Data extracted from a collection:
* * *

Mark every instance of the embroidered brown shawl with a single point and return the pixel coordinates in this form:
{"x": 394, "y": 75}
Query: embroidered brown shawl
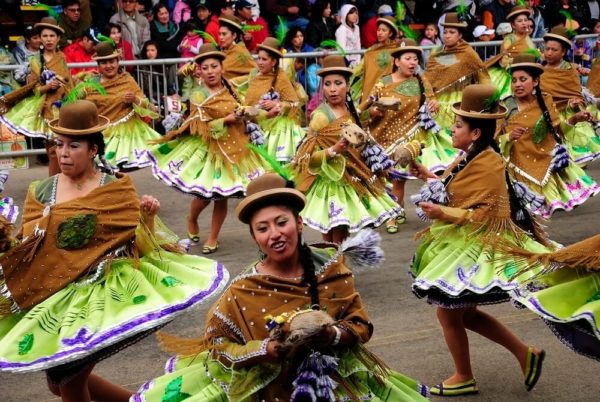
{"x": 238, "y": 62}
{"x": 58, "y": 64}
{"x": 525, "y": 155}
{"x": 356, "y": 172}
{"x": 395, "y": 124}
{"x": 112, "y": 105}
{"x": 455, "y": 68}
{"x": 45, "y": 263}
{"x": 562, "y": 84}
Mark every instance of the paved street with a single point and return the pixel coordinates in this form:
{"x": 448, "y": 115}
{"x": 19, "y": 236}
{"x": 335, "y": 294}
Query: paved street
{"x": 407, "y": 335}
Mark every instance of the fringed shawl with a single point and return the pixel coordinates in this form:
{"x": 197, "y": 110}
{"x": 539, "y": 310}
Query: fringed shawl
{"x": 238, "y": 62}
{"x": 321, "y": 137}
{"x": 62, "y": 242}
{"x": 455, "y": 68}
{"x": 378, "y": 62}
{"x": 205, "y": 121}
{"x": 527, "y": 158}
{"x": 112, "y": 105}
{"x": 58, "y": 64}
{"x": 593, "y": 83}
{"x": 562, "y": 83}
{"x": 395, "y": 124}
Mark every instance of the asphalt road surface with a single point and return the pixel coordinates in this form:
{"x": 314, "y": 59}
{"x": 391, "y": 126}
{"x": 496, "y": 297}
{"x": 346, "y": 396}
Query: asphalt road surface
{"x": 407, "y": 334}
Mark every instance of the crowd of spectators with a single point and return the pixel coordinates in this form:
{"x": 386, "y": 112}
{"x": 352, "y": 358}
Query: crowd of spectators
{"x": 146, "y": 29}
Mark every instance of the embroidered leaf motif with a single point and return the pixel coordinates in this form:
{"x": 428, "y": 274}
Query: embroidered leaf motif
{"x": 383, "y": 60}
{"x": 170, "y": 281}
{"x": 540, "y": 130}
{"x": 173, "y": 391}
{"x": 139, "y": 299}
{"x": 510, "y": 269}
{"x": 164, "y": 149}
{"x": 594, "y": 297}
{"x": 26, "y": 344}
{"x": 76, "y": 232}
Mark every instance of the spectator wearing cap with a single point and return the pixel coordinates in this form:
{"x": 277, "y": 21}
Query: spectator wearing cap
{"x": 255, "y": 36}
{"x": 221, "y": 8}
{"x": 481, "y": 33}
{"x": 182, "y": 11}
{"x": 348, "y": 33}
{"x": 321, "y": 26}
{"x": 135, "y": 27}
{"x": 368, "y": 34}
{"x": 202, "y": 14}
{"x": 292, "y": 11}
{"x": 82, "y": 50}
{"x": 165, "y": 32}
{"x": 71, "y": 22}
{"x": 115, "y": 32}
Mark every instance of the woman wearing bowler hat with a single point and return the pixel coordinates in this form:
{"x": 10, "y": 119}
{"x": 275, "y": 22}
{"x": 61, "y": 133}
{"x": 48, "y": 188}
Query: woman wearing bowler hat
{"x": 95, "y": 270}
{"x": 244, "y": 354}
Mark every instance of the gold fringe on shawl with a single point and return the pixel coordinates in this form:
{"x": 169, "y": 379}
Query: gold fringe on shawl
{"x": 355, "y": 166}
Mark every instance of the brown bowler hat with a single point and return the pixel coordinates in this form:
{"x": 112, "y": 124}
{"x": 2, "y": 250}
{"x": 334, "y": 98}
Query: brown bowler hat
{"x": 474, "y": 101}
{"x": 271, "y": 45}
{"x": 517, "y": 10}
{"x": 232, "y": 21}
{"x": 407, "y": 45}
{"x": 559, "y": 34}
{"x": 208, "y": 50}
{"x": 79, "y": 118}
{"x": 334, "y": 65}
{"x": 105, "y": 51}
{"x": 267, "y": 190}
{"x": 526, "y": 61}
{"x": 389, "y": 21}
{"x": 452, "y": 21}
{"x": 50, "y": 23}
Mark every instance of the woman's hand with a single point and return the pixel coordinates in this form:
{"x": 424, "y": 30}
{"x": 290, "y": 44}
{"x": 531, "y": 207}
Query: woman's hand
{"x": 579, "y": 117}
{"x": 433, "y": 211}
{"x": 433, "y": 106}
{"x": 149, "y": 206}
{"x": 517, "y": 133}
{"x": 340, "y": 146}
{"x": 129, "y": 98}
{"x": 374, "y": 112}
{"x": 420, "y": 172}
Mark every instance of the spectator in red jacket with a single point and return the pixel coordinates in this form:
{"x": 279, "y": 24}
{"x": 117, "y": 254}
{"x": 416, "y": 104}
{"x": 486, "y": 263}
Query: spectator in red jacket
{"x": 368, "y": 33}
{"x": 254, "y": 37}
{"x": 82, "y": 50}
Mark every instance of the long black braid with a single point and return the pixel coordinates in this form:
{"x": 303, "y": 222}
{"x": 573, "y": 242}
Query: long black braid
{"x": 546, "y": 115}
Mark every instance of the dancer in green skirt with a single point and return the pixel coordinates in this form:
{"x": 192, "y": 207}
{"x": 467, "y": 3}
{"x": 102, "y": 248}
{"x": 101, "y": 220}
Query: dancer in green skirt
{"x": 95, "y": 271}
{"x": 456, "y": 267}
{"x": 246, "y": 352}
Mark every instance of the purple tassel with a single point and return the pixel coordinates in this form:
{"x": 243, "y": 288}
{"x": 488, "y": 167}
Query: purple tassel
{"x": 364, "y": 251}
{"x": 560, "y": 158}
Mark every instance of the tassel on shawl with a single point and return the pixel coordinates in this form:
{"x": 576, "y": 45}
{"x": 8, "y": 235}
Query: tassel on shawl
{"x": 364, "y": 249}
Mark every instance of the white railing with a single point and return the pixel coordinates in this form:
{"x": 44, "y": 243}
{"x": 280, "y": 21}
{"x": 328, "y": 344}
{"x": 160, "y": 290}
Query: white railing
{"x": 157, "y": 77}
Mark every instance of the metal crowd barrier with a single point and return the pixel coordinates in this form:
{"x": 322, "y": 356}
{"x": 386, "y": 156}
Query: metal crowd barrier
{"x": 157, "y": 78}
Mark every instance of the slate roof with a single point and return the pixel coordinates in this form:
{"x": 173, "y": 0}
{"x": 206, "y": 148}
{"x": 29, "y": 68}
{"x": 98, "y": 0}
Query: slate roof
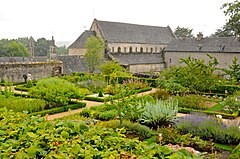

* * *

Exercise details — Go through the data above and tally every line that includes "slate". State only the total.

Solution for this task — 2